→ Extracted text
The adult attachment model, derived from Bowlby (1969) and operationalized by Hazan and Shaver (1987), distinguishes two continuous dimensions: anxiety (fear of abandonment) and avoidance (discomfort with intimacy). From their combination come the four classical styles (secure, anxious, avoidant, disorganized).
Anxious attachment corresponds to high scores on anxiety and low to moderate on avoidance. Whoever has it:
- Needs frequent reassurance of affection.
- Interprets silences and delays as withdrawal cues.
- Tends to emotional hyperactivation when sensing distance.
- Often relives past conflicts.
- May oscillate between intense closeness-seeking and reproach.
Origin and persistence:
Bowlby proposed the pattern forms in infancy with the primary caregiver. If the caregiver is inconsistent, the child learns to hyperactivate signals. The pattern consolidates and reactivates in adulthood in intimate relationships.
Test-retest stability of adult attachment over 6 months-2 years is moderate (~.50-.70). Not immutable: therapy, long relationships with secure figures and "earned security" can change it (Roisman et al., 2002).
What it is NOT:
- Not a disorder. A relational style.
- Not equivalent to "neuroticism". Correlation exists (r ≈ .35-.40 with N) but distinct constructs.
- Not the same as "jealous". Jealousy may or may not appear; the core is sensitivity to abandonment.
Worth knowing:
- Anxious attachment predicts greater risk of unstable relationships and greater satisfaction with secure partners (Mikulincer & Shaver, 2007).
- In work contexts, correlates with greater sensitivity to negative feedback.
- In interaction with conversational AI, it is one of the strongest predictors of compulsive use and intense emotional response to AI replies (Liu et al., 2024).
In your Afini profile, attachment is measured with the ECR-R (36 items, Fraley et al., 2000), open access. Both dimensions (anxiety and avoidance) are reported as percentiles, not categories.

→ Records shown
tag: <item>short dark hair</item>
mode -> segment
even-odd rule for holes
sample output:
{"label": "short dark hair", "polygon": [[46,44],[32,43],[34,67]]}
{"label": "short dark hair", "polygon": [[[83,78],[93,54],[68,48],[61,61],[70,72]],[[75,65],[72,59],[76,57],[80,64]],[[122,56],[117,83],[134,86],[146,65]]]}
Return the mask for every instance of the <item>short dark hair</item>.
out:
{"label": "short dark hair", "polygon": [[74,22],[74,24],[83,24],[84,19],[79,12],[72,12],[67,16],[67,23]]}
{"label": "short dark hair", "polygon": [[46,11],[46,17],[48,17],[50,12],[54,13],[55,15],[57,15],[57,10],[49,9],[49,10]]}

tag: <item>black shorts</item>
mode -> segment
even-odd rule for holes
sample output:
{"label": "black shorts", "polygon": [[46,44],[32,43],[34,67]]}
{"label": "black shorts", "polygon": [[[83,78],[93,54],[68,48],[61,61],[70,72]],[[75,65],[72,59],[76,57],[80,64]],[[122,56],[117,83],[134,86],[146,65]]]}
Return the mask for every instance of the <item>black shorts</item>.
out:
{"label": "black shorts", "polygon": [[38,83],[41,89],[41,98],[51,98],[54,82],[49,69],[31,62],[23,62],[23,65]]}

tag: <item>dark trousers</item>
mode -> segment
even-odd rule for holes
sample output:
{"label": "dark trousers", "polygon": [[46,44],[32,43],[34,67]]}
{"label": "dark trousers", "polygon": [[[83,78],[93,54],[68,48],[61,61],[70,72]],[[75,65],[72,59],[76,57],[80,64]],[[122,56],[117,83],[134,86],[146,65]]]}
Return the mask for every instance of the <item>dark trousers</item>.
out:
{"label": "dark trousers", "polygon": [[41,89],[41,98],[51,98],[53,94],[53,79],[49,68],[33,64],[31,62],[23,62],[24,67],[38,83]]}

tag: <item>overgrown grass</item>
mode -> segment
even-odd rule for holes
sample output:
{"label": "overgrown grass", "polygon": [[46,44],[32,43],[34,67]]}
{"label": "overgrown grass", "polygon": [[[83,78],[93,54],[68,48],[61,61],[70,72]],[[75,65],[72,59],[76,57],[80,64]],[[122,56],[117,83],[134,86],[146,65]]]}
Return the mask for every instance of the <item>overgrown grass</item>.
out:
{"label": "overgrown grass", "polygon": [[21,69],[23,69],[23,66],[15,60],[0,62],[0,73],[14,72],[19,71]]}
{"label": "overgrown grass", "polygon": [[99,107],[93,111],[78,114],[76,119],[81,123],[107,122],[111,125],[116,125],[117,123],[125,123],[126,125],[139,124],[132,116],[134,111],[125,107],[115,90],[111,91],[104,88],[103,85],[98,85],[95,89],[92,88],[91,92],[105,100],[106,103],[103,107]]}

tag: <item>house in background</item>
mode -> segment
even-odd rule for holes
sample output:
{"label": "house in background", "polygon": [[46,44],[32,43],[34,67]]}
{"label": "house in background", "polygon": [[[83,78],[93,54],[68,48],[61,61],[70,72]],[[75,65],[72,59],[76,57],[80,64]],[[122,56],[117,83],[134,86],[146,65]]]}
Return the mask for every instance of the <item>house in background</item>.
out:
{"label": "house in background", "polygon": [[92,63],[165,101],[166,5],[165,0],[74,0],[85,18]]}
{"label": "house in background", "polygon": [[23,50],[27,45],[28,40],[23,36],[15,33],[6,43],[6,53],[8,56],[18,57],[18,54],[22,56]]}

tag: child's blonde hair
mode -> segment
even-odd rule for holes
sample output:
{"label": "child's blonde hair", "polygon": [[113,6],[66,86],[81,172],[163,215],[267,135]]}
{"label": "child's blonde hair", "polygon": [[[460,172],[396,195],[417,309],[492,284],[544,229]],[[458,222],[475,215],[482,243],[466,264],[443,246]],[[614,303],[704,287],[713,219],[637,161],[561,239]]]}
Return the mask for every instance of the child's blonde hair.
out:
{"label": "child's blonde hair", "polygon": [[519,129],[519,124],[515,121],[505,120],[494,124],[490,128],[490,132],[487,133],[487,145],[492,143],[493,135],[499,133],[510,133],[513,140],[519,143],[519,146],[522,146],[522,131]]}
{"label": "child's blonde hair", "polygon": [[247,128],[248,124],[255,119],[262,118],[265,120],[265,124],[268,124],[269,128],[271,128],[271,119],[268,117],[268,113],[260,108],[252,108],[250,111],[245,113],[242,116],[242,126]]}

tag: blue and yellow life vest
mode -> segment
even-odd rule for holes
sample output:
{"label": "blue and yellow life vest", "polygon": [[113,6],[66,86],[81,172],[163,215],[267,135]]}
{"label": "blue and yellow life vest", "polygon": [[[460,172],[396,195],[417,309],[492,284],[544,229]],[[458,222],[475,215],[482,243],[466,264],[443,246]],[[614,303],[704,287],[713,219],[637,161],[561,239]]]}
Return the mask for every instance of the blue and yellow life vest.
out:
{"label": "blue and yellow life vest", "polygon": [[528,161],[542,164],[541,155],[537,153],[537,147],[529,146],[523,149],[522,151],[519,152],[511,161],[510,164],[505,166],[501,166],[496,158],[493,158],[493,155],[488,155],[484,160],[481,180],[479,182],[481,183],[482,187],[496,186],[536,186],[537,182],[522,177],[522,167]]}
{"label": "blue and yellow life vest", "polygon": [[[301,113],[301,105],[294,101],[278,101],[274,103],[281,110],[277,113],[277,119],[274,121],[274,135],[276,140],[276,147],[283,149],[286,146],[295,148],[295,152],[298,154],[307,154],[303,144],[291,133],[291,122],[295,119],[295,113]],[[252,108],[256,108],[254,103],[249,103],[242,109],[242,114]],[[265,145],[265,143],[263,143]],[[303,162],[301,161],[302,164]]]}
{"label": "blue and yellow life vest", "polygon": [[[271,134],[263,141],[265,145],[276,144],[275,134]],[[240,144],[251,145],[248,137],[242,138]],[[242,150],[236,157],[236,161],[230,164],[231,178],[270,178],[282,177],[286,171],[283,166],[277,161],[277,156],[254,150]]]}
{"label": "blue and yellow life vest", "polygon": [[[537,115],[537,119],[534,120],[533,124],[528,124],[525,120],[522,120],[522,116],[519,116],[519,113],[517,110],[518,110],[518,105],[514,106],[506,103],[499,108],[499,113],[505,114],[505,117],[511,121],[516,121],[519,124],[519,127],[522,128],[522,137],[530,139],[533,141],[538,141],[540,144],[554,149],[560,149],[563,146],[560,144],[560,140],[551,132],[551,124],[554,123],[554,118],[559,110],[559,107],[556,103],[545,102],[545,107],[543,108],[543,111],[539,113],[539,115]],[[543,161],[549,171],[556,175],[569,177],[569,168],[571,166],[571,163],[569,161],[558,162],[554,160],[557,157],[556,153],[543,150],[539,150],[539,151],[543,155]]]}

→ Required work
- 1) In the text on anxious attachment, rewrite the paragraph beginning "Test-retest stability of adult attachment" as a short list that keeps its main facts.
- 2) Write out word for word the part of the text on anxious attachment starting with "- Often relives" and going on through "et al., 2002).".

→ Written answers
- 1)
- Adult attachment shows moderate test-retest stability over 6 months to 2 years (about .50–.70).
- It is not immutable. Therapy, long relationships with secure figures, and "earned security" can change it (Roisman et al., 2002).

- 2)
- Often relives past conflicts.
- May oscillate between intense closeness-seeking and reproach.
Origin and persistence:
Bowlby proposed the pattern forms in infancy with the primary caregiver. If the caregiver is inconsistent, the child learns to hyperactivate signals. The pattern consolidates and reactivates in adulthood in intimate relationships.
Test-retest stability of adult attachment over 6 months-2 years is moderate (~.50-.70). Not immutable: therapy, long relationships with secure figures and "earned security" can change it (Roisman et al., 2002).